For the listing below, output exactly the lines from the line with "Locate the yellow" up to and including the line with "Locate the red bell", and no other lines.

══════════

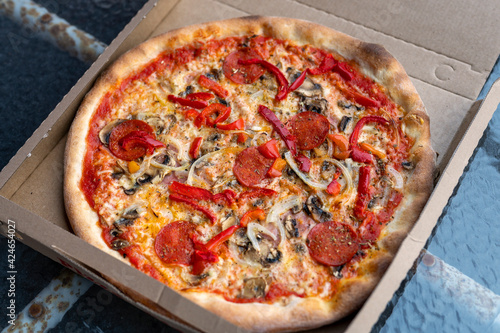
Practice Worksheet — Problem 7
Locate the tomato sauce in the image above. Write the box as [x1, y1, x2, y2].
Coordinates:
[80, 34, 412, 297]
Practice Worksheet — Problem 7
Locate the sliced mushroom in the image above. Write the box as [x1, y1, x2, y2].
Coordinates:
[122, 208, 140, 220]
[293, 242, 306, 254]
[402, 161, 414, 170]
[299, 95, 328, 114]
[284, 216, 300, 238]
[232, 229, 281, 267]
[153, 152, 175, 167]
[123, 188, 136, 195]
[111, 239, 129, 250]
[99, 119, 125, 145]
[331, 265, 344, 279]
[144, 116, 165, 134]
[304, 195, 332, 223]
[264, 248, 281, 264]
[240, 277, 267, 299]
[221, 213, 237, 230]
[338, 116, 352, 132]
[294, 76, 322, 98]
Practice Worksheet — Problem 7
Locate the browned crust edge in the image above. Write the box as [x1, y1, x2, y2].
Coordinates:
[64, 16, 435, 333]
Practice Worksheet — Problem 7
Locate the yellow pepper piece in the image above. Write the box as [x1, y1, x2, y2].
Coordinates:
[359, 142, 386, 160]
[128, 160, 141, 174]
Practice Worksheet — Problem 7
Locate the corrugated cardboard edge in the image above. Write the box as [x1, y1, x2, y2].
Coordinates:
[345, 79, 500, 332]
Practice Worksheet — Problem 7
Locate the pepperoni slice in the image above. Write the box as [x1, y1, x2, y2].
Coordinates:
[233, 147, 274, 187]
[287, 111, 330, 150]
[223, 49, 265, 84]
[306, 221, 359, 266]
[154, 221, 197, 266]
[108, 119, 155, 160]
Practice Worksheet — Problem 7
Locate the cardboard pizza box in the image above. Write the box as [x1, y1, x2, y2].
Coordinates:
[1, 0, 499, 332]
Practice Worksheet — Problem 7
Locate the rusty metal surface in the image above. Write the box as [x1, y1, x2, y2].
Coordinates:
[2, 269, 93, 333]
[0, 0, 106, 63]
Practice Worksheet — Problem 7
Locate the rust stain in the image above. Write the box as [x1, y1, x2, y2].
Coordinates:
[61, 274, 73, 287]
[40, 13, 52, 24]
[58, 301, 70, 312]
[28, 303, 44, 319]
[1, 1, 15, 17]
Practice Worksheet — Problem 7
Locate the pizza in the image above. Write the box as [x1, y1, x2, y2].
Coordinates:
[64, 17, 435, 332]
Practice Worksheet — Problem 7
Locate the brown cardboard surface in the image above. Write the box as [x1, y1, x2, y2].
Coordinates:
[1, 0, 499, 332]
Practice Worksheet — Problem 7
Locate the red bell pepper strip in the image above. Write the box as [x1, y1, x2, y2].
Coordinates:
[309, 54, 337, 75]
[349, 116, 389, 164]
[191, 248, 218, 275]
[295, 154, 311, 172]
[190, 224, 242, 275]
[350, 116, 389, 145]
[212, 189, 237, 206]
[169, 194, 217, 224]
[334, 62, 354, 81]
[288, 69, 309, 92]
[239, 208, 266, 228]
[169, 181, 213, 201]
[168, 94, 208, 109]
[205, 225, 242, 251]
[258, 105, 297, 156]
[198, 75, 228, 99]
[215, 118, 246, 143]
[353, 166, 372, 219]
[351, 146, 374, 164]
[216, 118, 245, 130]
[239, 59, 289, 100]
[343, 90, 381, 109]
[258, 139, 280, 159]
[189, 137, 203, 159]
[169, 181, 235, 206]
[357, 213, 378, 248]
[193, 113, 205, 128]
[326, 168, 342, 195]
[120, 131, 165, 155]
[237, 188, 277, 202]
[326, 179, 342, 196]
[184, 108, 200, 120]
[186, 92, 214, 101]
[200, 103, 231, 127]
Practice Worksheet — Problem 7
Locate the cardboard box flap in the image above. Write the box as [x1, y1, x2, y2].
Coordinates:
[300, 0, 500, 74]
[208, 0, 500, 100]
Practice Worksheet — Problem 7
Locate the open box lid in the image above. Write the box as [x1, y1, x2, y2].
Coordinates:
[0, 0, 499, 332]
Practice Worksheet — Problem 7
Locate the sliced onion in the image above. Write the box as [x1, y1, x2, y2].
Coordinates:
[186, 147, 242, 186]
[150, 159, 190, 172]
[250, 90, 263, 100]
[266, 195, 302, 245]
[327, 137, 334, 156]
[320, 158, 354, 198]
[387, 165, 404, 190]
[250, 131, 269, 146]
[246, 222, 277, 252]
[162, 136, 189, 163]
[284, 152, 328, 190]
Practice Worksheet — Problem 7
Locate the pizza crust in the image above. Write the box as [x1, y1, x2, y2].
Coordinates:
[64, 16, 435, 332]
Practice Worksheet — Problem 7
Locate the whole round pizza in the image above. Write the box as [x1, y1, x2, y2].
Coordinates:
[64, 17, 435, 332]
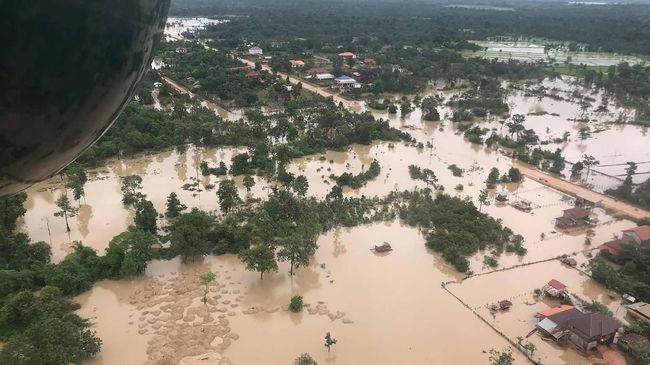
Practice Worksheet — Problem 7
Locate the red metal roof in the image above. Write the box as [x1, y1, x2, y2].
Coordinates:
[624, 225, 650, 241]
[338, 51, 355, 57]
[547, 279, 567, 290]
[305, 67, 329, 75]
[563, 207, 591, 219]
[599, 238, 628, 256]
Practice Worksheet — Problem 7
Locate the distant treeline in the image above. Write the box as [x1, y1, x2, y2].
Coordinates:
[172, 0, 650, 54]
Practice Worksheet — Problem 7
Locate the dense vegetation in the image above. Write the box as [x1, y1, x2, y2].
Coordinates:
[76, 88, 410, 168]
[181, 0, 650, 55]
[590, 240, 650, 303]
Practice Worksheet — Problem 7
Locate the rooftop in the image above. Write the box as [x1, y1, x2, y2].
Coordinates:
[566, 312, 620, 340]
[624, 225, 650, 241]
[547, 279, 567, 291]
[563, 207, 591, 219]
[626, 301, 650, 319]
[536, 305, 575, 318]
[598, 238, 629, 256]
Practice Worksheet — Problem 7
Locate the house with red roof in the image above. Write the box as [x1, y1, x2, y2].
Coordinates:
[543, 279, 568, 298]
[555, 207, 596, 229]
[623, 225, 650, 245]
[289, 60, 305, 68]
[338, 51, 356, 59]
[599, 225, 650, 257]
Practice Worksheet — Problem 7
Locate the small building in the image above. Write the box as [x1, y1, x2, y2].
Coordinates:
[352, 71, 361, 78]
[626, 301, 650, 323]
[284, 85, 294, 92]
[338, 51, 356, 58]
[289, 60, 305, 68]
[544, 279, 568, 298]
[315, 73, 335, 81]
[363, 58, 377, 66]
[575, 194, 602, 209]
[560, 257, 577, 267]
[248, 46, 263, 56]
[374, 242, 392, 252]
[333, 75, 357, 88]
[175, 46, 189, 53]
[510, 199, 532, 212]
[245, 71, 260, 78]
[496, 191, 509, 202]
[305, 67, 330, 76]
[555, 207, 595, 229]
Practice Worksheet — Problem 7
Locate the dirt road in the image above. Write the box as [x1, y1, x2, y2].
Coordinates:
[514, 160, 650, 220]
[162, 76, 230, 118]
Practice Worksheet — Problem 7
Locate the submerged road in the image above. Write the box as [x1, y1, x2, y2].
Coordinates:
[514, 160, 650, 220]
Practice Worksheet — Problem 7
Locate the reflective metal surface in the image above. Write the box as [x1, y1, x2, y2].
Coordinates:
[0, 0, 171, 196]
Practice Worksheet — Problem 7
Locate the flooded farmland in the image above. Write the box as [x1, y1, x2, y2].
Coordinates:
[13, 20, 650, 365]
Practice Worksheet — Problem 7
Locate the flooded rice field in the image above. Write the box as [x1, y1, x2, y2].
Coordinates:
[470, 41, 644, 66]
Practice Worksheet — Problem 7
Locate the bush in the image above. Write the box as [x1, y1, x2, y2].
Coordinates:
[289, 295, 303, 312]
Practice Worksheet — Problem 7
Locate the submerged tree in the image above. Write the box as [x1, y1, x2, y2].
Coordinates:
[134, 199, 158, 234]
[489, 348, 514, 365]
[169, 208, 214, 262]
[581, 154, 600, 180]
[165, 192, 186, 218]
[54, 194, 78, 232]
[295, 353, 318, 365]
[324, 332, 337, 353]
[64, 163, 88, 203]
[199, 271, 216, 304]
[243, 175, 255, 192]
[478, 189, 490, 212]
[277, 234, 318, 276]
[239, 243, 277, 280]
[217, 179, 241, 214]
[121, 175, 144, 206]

══════════

* [Answer section]
Locate the yellow pepper piece in the image above. Write the box as [x1, y1, x2, y2].
Coordinates:
[359, 142, 386, 160]
[128, 160, 141, 174]
Practice Worksheet — Problem 7
Locate the corrugated cardboard edge in the image above. Write the box as [x1, y1, x2, y2].
Coordinates:
[345, 79, 500, 332]
Practice Worksheet — Problem 7
Locate the pepperoni slice in the image above. Write the box as [x1, y1, x2, y2].
Coordinates:
[233, 147, 274, 187]
[287, 111, 330, 150]
[223, 49, 265, 84]
[306, 221, 359, 266]
[154, 221, 197, 266]
[108, 119, 155, 160]
Practice Worksheet — Problem 7
Locate the cardboard pizza box in the image above. Write the box as [x1, y1, x2, y2].
Coordinates:
[1, 0, 499, 332]
Practice Worksheet — Problem 7
Locate the rusty metal surface in the image above. Write the box as [x1, y1, x2, y2].
Coordinates:
[2, 269, 93, 333]
[0, 0, 106, 63]
Practice Worksheet — Problem 7
Locate the rust stain in the image above. Write the box as [x1, y1, x2, y2].
Coordinates:
[61, 274, 73, 287]
[40, 13, 52, 24]
[58, 301, 70, 312]
[28, 303, 44, 319]
[1, 1, 15, 17]
Practice Worksheet — Problem 7
Locate the pizza in the image above. Write the box as [x1, y1, x2, y2].
Coordinates:
[64, 17, 435, 332]
Practice Worksheet — Problem 7
Locate the brown cardboard surface in the image above. Write the box as [x1, y1, x2, y2].
Coordinates:
[1, 0, 499, 332]
Practice Worksheet — Problem 7
Locate the red bell pepper strip in the image above. Write the box as [x1, y1, x2, y2].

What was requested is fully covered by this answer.